» **WORK REQUIRED**:
Please update the rows starting at the line that contains "Habitat-census task: mark the fire truck" and ending at the last of the rows, replacing "roller shutter" with "rolling door" and leaving everything else unchanged. Return only those lines, with the pictures left out.

..............................

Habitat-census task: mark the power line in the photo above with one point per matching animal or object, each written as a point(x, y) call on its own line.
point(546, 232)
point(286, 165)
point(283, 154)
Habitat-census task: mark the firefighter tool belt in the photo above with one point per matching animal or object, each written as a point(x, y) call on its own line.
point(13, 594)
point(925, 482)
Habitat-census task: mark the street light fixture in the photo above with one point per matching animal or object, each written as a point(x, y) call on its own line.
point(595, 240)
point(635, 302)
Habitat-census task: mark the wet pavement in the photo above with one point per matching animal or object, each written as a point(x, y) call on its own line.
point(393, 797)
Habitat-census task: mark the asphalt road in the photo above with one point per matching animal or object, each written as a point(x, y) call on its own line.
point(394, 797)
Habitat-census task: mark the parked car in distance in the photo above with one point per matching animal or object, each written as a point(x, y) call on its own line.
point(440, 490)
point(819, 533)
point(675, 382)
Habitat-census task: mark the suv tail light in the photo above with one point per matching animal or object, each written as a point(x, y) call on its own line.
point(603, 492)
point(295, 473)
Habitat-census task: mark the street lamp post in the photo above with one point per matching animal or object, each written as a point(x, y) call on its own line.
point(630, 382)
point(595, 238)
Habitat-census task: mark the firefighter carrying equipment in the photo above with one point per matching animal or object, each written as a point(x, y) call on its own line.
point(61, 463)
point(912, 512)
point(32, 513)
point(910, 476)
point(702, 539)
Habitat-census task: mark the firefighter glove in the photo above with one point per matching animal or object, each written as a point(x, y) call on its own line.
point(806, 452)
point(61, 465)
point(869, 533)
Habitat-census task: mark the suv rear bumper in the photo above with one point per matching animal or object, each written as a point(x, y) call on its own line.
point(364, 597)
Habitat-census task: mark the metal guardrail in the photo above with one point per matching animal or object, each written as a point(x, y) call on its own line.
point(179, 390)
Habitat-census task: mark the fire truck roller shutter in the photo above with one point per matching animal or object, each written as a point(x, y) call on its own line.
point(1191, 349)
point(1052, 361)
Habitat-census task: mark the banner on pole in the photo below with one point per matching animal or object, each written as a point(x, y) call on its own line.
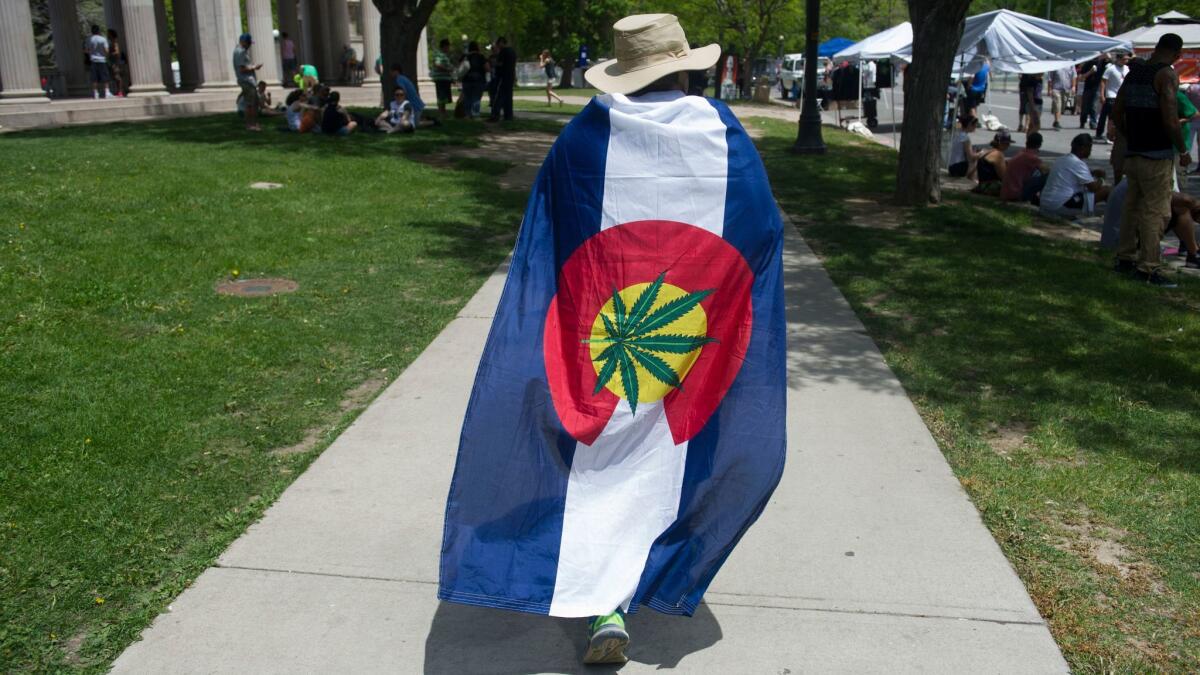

..............................

» **WRITTEN RESPONSE**:
Habitat-census task: mark the fire truck rolling door in the photo above with one point per matching animal or object, each written as a point(x, y) call on its own line.
point(1191, 349)
point(1052, 361)
Habitat-census task: mark the banner on pole in the photo below with one point per matching animal or object, each written as a point(x, y) call on its own line.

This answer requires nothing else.